| PAGE EXTRACT |

— START —

I felt like a pull-string doll stuck on a single utterance.
For days I had hitched rides on logging trucks and dugout canoes, traveling alone, crossing language-zones, relying on my one known word, that of my destination: "Belaga." Once there, at that outcrop of civilization a la Borneo, Belaga proved a predictably dirty, crowded frontier town. For a weary me that meant a night I would sleep under a roof and use a bathroom of sorts, at the best hovel-hotel I could find.
However, within minutes of my noon arrival, I was befriended by a group of Kayan teenagers from a longhouse about a mile upstream, which I had just passed. They considered me high excitement, a rarity. Why pay for a room, they asked, when I could stay for free at a genuine longhouse?
Passing around a bottle of "whiskey" (actually, wine, but at least expressed in English), we severely overloaded two canoes, paddled across the river and upstream in the shallows.
At this point, of course, I was a virtual captive. Whereas no serious hanky-panky was planned and my possessions were safe, it became obvious that, at least for these English-wielding toughs, I was here less for my celebrity status than for my relative wealth.

I was soon informed that although my accommodation, a mat on the floor of a common room, was free, the cost of my meals would far exceed the price of a modest hotel room. Still, no great fortune.

— END —

| RECORD LIST |
— START —

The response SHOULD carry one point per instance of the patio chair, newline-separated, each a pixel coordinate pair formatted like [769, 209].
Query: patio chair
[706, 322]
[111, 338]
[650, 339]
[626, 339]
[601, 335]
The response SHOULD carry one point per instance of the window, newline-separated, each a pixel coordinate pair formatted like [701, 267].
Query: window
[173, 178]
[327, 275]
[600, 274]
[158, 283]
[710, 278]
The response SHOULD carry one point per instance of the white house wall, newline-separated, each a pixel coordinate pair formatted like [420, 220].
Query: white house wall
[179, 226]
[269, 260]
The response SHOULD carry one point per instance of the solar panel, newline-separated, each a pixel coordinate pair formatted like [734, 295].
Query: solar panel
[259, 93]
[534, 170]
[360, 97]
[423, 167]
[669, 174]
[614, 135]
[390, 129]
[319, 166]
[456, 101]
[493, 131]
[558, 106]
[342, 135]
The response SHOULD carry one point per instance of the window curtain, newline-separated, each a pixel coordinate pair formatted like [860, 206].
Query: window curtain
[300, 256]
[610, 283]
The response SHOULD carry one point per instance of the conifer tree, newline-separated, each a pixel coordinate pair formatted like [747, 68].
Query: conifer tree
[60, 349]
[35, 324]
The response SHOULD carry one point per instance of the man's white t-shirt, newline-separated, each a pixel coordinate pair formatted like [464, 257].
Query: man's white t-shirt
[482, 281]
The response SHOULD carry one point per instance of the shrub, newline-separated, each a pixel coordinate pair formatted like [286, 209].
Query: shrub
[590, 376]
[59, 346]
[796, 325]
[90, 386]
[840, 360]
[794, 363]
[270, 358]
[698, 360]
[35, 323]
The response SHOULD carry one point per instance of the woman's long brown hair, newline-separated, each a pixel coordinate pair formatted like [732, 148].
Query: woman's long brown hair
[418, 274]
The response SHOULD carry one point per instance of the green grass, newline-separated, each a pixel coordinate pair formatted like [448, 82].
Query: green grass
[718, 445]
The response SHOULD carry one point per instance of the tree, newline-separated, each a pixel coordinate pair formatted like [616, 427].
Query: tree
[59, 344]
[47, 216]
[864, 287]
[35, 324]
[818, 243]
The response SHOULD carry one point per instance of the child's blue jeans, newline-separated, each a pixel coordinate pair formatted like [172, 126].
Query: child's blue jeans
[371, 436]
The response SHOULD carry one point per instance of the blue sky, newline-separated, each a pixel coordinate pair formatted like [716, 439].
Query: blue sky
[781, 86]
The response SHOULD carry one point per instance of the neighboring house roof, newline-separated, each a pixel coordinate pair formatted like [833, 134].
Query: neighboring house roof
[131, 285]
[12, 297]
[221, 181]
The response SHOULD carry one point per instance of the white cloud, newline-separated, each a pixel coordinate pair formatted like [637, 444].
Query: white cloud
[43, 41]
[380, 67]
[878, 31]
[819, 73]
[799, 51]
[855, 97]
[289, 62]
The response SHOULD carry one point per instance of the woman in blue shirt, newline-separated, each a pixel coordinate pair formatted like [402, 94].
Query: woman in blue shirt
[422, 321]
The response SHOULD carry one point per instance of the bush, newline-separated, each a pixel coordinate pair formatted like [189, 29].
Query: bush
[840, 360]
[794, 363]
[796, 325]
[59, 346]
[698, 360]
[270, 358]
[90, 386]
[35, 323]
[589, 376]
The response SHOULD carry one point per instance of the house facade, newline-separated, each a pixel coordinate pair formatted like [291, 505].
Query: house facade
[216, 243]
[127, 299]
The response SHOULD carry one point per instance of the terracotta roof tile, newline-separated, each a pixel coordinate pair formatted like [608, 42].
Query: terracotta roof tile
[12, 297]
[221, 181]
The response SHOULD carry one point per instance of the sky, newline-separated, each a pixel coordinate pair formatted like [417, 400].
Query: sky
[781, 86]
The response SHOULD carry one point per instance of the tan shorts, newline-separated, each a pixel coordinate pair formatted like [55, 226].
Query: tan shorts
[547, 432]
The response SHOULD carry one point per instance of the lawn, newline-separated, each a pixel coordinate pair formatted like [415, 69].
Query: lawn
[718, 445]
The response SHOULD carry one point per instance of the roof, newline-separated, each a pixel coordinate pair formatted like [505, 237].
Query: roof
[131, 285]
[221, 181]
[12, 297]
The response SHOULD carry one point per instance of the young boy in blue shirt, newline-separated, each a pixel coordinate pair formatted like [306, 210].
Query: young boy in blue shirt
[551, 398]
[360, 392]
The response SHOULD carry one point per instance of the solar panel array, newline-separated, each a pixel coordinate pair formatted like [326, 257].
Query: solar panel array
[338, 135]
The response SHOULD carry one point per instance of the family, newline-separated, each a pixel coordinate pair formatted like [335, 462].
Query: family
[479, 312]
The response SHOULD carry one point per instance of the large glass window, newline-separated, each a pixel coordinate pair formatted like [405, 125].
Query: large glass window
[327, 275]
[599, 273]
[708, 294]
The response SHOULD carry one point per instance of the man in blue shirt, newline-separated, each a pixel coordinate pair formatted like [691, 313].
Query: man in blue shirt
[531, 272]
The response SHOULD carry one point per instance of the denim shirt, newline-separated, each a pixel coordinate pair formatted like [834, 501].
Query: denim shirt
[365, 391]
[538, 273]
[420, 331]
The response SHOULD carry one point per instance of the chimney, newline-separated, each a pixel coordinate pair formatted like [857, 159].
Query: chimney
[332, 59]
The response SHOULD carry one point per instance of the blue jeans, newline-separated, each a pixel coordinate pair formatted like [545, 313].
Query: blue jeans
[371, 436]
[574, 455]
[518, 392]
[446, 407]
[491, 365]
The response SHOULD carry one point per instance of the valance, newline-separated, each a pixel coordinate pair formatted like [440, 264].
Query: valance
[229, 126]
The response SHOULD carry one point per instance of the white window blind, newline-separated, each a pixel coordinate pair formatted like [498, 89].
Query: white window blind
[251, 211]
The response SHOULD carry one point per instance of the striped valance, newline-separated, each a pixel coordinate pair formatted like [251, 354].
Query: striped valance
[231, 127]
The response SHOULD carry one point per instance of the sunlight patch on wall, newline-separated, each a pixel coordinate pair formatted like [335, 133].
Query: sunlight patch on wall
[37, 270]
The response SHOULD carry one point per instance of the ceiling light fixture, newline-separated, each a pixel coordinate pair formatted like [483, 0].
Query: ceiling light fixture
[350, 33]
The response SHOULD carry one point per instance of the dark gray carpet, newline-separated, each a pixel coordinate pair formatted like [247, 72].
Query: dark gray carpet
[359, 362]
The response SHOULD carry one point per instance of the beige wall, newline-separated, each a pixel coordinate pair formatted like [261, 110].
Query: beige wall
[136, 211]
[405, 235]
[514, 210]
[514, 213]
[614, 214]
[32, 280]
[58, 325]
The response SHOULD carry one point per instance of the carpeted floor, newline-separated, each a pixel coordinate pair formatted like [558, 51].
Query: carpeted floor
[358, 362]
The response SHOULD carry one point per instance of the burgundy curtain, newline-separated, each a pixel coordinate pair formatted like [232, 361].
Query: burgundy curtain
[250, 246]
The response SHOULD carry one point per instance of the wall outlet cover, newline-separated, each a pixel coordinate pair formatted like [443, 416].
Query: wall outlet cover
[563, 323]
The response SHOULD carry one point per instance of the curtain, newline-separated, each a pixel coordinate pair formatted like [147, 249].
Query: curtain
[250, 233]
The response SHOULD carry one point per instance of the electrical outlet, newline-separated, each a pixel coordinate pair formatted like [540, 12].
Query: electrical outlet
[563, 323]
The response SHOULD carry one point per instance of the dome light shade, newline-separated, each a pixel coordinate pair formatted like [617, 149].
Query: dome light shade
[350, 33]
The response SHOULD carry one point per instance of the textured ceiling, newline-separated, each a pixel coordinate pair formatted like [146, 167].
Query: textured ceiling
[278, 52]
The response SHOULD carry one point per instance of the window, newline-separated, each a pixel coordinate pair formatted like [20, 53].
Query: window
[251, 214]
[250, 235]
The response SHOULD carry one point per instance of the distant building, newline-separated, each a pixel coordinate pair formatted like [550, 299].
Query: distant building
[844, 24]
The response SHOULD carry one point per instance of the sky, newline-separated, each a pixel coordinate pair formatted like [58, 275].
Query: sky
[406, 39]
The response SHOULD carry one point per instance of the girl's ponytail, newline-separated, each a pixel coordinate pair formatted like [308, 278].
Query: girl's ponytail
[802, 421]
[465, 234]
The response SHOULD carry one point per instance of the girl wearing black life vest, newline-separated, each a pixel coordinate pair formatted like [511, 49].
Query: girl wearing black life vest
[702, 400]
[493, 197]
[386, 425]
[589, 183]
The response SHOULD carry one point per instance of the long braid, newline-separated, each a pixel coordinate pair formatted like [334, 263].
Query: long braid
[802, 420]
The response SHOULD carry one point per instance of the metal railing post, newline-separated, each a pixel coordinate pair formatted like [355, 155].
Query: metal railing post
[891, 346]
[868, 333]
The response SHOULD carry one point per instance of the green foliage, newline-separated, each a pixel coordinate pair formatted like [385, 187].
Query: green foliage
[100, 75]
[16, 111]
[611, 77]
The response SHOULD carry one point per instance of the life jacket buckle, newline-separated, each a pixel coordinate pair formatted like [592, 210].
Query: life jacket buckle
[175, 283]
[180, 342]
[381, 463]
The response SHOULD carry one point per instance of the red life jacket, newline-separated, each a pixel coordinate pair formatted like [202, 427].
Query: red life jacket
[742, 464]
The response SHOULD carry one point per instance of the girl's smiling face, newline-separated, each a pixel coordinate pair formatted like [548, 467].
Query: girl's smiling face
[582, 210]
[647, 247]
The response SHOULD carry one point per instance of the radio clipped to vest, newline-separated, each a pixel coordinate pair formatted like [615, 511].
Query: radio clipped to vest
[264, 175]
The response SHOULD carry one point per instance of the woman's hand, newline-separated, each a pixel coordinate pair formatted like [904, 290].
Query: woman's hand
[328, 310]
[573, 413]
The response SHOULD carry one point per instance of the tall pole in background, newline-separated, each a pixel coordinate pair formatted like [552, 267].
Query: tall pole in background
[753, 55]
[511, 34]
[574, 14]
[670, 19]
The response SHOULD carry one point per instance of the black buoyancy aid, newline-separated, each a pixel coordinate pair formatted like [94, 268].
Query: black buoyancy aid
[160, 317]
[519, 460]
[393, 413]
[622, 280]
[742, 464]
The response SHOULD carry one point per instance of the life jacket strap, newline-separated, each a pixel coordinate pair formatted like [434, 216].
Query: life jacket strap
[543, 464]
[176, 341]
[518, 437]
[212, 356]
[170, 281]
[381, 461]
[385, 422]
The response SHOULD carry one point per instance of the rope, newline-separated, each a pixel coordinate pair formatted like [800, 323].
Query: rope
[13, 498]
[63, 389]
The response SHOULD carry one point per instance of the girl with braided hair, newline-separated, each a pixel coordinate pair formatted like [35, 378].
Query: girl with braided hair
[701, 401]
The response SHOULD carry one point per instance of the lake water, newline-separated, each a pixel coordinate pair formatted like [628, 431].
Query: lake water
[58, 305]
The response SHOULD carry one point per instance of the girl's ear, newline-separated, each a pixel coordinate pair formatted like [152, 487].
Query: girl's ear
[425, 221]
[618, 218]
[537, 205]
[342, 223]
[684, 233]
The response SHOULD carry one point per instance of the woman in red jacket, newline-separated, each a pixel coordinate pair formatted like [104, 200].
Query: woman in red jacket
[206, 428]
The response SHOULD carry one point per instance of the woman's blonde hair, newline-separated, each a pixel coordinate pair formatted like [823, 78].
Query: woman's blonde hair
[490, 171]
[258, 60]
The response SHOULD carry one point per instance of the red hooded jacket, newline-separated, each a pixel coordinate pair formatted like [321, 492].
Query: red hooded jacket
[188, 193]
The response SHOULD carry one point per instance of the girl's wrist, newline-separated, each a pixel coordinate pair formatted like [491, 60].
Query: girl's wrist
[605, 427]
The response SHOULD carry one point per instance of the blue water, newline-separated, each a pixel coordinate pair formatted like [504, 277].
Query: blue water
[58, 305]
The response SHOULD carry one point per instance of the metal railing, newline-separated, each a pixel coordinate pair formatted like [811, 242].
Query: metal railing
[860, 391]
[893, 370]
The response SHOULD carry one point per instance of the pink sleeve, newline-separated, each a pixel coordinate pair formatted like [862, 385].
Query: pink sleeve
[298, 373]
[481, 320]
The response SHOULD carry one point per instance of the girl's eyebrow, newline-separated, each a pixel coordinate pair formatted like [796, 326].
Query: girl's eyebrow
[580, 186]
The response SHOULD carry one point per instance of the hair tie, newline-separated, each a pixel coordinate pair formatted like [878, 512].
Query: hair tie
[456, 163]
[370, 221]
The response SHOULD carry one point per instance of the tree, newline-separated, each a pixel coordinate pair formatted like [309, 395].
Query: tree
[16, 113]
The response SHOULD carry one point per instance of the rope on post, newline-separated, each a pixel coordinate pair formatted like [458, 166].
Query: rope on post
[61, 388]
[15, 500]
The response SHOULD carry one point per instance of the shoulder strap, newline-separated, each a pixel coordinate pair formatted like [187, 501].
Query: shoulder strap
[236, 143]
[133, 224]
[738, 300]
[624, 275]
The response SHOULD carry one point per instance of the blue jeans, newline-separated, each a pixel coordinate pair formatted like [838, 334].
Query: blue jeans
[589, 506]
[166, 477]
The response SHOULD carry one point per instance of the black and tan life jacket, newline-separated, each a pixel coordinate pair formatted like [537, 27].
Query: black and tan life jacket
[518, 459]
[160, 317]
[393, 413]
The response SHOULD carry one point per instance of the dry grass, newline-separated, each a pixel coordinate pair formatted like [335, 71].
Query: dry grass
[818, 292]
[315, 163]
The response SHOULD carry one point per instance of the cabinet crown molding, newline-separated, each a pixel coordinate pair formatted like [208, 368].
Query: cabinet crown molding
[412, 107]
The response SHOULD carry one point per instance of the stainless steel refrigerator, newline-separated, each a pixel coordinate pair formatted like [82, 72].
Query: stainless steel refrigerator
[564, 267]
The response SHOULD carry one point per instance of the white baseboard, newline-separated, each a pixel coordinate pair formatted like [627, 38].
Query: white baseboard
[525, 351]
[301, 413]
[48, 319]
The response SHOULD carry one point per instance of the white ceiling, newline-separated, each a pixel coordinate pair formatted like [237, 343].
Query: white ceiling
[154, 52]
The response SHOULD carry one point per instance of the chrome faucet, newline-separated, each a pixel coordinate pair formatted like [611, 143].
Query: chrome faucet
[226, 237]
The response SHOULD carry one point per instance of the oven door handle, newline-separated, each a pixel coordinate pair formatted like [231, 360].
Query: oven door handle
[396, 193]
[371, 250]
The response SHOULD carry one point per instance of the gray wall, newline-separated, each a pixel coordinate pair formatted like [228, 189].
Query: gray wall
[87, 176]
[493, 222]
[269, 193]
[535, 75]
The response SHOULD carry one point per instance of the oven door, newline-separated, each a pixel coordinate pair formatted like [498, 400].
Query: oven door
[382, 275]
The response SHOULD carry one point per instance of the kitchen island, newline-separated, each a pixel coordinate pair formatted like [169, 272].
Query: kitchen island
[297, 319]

— END —

Resume the account of the stay at the Kayan longhouse near Belaga, picking up right after its last sentence.

| RESULT BELOW |
Soon an older brother arrived, a big fish in this small pond. He was about twenty, and slimmer and taller than his thick-limbed brethren. During the week he traveled between longhouses, teaching English. He had an easy charm and was well-liked, a local success story. With his quick intelligence, good-looks, and a zest for the superficial, he made a tolerable hustler.
He took command of the situation, and of me. I was given a tour.
Actually, he was displaying me like a trophy. It was a snake-charmer's act: Look, I can control this dangerous creature, at least in these circumstances.
And, apparently, I am dangerous. The people retreated before our advance. Much of the day's work and social life takes place on the common-roofed porch. These activities were abruptly abandoned as the populace fled indoors, peering at us from inside.
My guide explained this as "shyness", but I knew I represented to them a vast power that can–and will–sweep aside their puny lives.

Although I wanted to assure them that I, myself, would never do such a thing, in a very indirect way, that is not true. I consume a lot of most everything: if not this, then that; if not from here, then from somewhere else; and if not them, then someone else has suffered the dirty work, and soiled their nest, making my consumption palatable.

Whereas their fearful reaction to me was not welcome, it did confer more respect than I was accustomed to, and was not, therefore, totally disquieting. Elsewhere I had enjoyed my special status, unearned and unconsidered, when expressed in smiles and nods.
We ended up in a warehouse-type room, where there were two surprises. The first was a communal TV, powered by a generator, where one channel could be accessed each evening, for two hours.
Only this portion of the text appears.